:: Source document ::

Neura: HIPAA-Compliant Mental Health Navigation Agent
The demo passes easily. The approval review is the harder bar. Neura was built to clear both. SaaStoAgent delivered a governed healthcare agent that holds its boundary across intake, matching, booking, payment, and follow-up — with safety holding structural override authority and every turn producing inspectable evidence.
The Problem
Mental-health navigation is the kind of workflow where a convincing demo and a passing approval review are two different bars. A patient in distress needs a system that asks the right questions, holds the right boundary, surfaces a credentialed match, books the appointment, takes payment, and follows up — without ever drifting into clinical interpretation, ignoring a crisis signal, or producing an output a reviewer cannot reconstruct.
What the person navigating care needs
- One coherent conversation that carries from intake through booking, payment, and follow-up — not five disconnected tools
- A provider match grounded in clinical fit, insurance, and availability, with a rationale they can read
- Immediate, structured response when distress signals appear, not delayed manual triage
- Confidence that the system stays inside its role and hands off to a person when the workflow demands it
What the governed platform owes
- A PHI boundary that survives the BAA review, not just the architecture diagram
- Safety authority that is structural — enforced by the workflow, not by prompt instruction
- Inspectable evidence for every turn: which gates fired, which tool ran, which state was written
- A release that can be expanded later because the first slice exercised the full control path
Compliance Envelope
Neura's first design decision was not an agent. It was a PHI boundary. Before any prompt was written, the team applied for a Business Associate Agreement covering the OpenAI API organization that would handle protected health information, and attached the Healthcare Addendum to it. The signed agreement set the constraints the rest of the system was built inside; every architecture choice in the sections below treats those clauses as inputs, not as legal formalities.
What the signed BAA + Healthcare Addendum bind
- Covered API organization: the BAA names the specific OpenAI org ID that may process PHI. Other organizations are out of scope and routed away at the boundary.
- Allowed model surfaces: only the API capabilities listed in the addendum are usable inside the PHI boundary. Logging, training opt-outs, and data-handling terms are pinned to those surfaces.
- Customer-side obligations: identity, consent, patient matching, clinical review, state-law fit, role design, and output validation remain Neura's responsibility — which is why Sections 3 through 7 exist.
- Evidence path: incident response, audit, and termination handling are framed against the same recorded state the architecture produces at runtime.
Delivery Model and Role Contract
A use case framed as a workflow is governable. A use case framed as a chat persona is a conversational surface with no operating boundary. Neura was scoped as a workflow from day one: navigate a person seeking therapy from intake through a confirmed booking, with safety and review as structural participants. The risk tier, role boundary, authority level, readiness gates, and escalation design were committed before any architecture was drawn.
Risk tier classification
| Dimension | Neura's classification |
|---|---|
| Data sensitivity | PHI — mental-health context, identifiers, scheduling, payment |
| Consequence of incorrect output | High — mis-routing a person in distress has real-world impact |
| Proximity to clinical judgment | Adjacent; the agent matches and routes, it does not diagnose or treat |
| Autonomy level | Bounded action: schedule, invoice, notify — within phase-gated tool authority |
| Human review | Required for high-risk and crisis tiers; available for any flagged turn |
Role boundary (paired lists)

:::
:: Source information ::

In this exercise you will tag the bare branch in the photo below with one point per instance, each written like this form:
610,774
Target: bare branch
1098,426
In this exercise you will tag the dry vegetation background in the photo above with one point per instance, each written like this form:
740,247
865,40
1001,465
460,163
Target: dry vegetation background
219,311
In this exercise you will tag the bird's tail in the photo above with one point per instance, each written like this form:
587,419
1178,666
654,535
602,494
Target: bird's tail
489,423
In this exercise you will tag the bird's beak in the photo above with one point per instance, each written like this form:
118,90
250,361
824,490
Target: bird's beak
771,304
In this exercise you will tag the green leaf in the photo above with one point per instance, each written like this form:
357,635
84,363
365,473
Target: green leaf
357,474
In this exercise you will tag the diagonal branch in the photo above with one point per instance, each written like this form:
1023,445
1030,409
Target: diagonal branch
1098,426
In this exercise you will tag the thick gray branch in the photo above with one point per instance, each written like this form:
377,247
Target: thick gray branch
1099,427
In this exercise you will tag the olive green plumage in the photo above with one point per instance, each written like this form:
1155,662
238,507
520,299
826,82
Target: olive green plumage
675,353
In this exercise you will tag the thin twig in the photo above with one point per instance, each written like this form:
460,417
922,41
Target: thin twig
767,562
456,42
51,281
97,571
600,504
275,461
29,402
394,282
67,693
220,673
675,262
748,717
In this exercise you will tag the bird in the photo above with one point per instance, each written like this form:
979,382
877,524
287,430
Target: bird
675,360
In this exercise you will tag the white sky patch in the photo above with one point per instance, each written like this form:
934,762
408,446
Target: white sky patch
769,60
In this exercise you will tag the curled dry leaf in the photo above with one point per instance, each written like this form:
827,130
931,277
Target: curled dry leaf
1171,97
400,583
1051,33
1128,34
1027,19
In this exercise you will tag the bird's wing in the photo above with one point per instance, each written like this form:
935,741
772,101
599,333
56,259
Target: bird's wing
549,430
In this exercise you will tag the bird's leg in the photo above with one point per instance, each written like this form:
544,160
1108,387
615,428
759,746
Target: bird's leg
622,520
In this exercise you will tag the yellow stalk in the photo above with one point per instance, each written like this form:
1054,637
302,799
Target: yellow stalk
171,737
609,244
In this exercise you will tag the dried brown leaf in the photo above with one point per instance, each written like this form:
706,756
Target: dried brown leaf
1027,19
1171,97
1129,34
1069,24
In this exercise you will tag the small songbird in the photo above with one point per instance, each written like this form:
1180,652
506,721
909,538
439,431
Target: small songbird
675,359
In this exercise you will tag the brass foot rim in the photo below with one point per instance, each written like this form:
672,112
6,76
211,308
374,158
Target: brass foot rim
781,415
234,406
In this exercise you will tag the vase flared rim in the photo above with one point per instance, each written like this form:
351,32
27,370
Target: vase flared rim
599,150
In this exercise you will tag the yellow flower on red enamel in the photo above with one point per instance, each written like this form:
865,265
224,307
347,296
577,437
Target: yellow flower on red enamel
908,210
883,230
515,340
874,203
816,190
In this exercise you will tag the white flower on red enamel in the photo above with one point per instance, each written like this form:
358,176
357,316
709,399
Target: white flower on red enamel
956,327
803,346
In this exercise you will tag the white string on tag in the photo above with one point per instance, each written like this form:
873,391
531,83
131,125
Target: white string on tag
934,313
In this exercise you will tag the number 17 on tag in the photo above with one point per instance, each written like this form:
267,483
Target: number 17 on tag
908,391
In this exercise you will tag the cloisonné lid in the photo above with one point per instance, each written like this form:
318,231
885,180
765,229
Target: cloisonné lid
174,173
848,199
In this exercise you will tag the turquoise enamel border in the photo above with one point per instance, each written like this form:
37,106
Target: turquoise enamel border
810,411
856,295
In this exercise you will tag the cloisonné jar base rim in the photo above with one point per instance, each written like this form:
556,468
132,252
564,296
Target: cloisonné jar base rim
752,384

:::

§ Requirement A: According to the Neura page, why was Neura scoped as a workflow and not as a chat persona? Answer in one to three sentences.
§ Requirement B: Extend the Neura page past its last line, beginning with the paired lists for the role boundary.

§ Expected output A: A use case framed as a workflow is governable, while one framed as a chat persona is only a conversational surface with no operating boundary. As a workflow, Neura could have safety and review built in as structural participants.

§ Expected output B:
The agent may
- Conduct supportive, structured intake conversations
- Extract a Client Signal from unstructured input
- Query the provider directory and produce a ranked, explainable shortlist
- Hold appointment slots, confirm bookings, and generate invoices via integrated tools
- Send pre-session and post-session reminders within consented channels
The agent must not
- Diagnose, interpret symptoms clinically, or recommend treatment
- Replace a clinician, crisis hotline, or emergency response path
- Continue normal flow when safety state indicates high risk or crisis
- Invoke a tool outside the current workflow phase or without its required gates
- Write to memory or state without producing a recorded, replay-able audit record
Authority level, readiness, and escalation
- Authority ceiling: Recommends with review for provider matching; Performs bounded operational actions for booking, invoicing, and notifications. The ceiling was declared before tool integration so it could be enforced structurally rather than rhetorically.
- Readiness gates: matching does not run until intake produces a complete Client Signal; booking does not run until a provider is selected and safety state is clear; invoicing does not run until booking is confirmed.
- Escalation design: each trigger names the user-facing behavior, the system action (state write, route change, paused tool), the human owner, and the audit requirement. Escalation rules live in the workflow, not in the prompt.
First Care-Flow Slice
The first release was narrow but complete. A slice that exercises only part of the control system leaves governance gaps that become expensive to close after launch; a slice that walks end-to-end proves every control layer is real at the cheapest possible point. Neura's first slice covered the full path a person travels from "I need help" to a confirmed, paid session with reminders queued.
Conversational intake
Adaptive dialogue captures presenting concerns, preferences, logistics, and prior therapy context. The interface is supportive, not a form.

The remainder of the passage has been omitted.